◆ **PROBLEMS AND TASKS**
A. In the article on the NHS App, in what year was Denmark's national health portal, Sundhed.dk, introduced?
B. Continue the article on the NHS App from its last sentence.

How a reengineered NHS App can transform care by learning from Europe

By Jamie Whysall, Principal & Head of Health, Netcompany
The recently published NHS 10 Year Health Plan for England sets out a bold vision for the future: an NHS that is more preventative, personalised, digitally enabled and financially sustainable.
Among these ambitions, tech stands out as the central thread – the key enabler for turning lofty goals into reality.
Of the plans outlined, it is the mooted evolution of the NHS App that may offer the most immediate, visible opportunity for transformation.
Done right, the next generation of the App could evolve far beyond process digitalisation and emerge as the “digital front door” to a modern, citizen-centred health service.
What the UK can learn from its peers
The NHS need not start from scratch. International examples show what’s possible when digital health access is treated as a foundational public right. #
In Denmark, the Sundhed.dk platform has become the heart of healthcare interaction for millions.
This state-run service integrates over 120 disparate data sources and supports seamless access to unified health records, prescriptions, vaccination data and appointments – securely, and all in one place.
This is no small feat.
But Denmark’s journey began decades ago, with the introduction of electronic health records in the late 1990s, followed by the national health portal, Sundhed.dk, in 2003.
By 2013, the Shared Medical Record (Sundhedsjournalen) made it easier for Danes to access more of their health information online, with younger citizens able see their full records.
What distinguishes the Danish model is its patient and clinician-centric design that integrates accessibility, strong privacy, responsiveness to user feedback, and the ability to interact across both digital and traditional channels.
The result is near-universal adoption and satisfaction – a relevant benchmark as the NHS considers its own Single Patient Record commitment.
Scotland is already advancing on a similar path.

◆ **DATASET EXCERPTS**
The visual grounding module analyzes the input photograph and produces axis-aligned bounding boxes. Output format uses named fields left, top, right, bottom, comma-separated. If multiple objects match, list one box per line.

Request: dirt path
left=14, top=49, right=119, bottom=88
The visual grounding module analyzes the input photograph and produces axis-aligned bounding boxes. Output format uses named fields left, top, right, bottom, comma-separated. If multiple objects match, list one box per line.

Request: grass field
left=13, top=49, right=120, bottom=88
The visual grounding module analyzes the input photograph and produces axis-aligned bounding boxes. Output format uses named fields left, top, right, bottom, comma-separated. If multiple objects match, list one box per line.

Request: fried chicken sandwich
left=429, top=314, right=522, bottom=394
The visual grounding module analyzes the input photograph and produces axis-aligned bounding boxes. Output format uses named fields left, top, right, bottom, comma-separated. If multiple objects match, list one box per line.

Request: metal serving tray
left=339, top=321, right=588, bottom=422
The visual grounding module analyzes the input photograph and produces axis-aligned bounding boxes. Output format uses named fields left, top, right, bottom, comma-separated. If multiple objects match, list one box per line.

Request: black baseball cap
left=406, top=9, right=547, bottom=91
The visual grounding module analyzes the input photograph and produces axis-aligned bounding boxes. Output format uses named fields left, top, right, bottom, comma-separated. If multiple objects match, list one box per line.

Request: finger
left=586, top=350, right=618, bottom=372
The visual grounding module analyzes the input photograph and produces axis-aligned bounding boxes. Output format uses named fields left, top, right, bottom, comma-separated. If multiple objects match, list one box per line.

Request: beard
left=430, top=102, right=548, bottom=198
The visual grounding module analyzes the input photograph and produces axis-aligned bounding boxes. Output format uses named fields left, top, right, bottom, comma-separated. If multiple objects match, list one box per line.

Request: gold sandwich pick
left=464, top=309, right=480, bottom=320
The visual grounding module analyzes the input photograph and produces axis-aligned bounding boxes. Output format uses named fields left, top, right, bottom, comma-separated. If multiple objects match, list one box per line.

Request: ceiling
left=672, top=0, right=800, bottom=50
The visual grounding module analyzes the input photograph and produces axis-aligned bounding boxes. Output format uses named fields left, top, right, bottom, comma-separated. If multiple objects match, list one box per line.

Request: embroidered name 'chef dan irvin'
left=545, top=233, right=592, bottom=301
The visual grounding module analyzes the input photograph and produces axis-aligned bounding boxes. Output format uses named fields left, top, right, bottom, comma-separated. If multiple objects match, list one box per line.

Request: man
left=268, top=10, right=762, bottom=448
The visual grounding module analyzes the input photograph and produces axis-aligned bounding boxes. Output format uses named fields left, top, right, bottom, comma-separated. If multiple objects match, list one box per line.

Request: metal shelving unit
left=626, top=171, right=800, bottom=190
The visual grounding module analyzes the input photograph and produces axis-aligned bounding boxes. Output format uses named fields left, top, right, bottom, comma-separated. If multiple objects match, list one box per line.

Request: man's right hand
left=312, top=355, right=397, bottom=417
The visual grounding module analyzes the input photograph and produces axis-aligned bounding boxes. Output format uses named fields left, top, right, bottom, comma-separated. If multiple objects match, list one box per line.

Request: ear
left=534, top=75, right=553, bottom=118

◆ **TASK RESPONSES**
A. 2003

B.
Its digital mailbox system brings together official communications and health notifications in a secure, user-friendly format, integrated with the national digital identity platform.

Jamie Whysall
This boosts confidentiality and improves engagement, particularly for those who benefit from multi-channel communication.
Single patient record – ambition and foundation
With Denmark’s journey in mind, the 10 Year Health Plan’s pledge for a Single Patient Record is ambitious but absolutely necessary.
Making this the centrepiece of the NHS App’s next phase would save money, reduce admin burden on staff, improve the patient experience and, ultimately, lead to better health outcomes for citizens.
Denmark’s example, where longitudinal citizen records are an unremarkable part of daily life, shows how impactful this can be.
Equally encouraging is the plan’s recognition that workforce transformation must keep pace with patient-facing digital change.
The recently launched NHS Workforce Plan and proposed Staff App aim to centralise staff engagement, onboarding, and support.
Once again, the Service can learn from the Danish approach, where digitally-structured staff data helps create a consistent, supportive experience across the whole health ecosystem.
Catching up versus innovating
The Plan is light on detail about exactly how this digital transformation will occur in practice – especially as the NHS must continue to deliver essential services at pace and scale.
Any consultancy can “rip up the old and implement the new,” but real digital change in the NHS is more like keeping the plane flying while you replace the engines.
This is the challenge – and hallmark – of resilient and responsible transformation.
In addition, while the plan’s ambitions are striking compared to the current baseline, much of what is described is already commonplace in leading health systems – many of which set this trajectory years ago.
If the NHS is truly to become a digital world leader, simply closing the gap is not enough.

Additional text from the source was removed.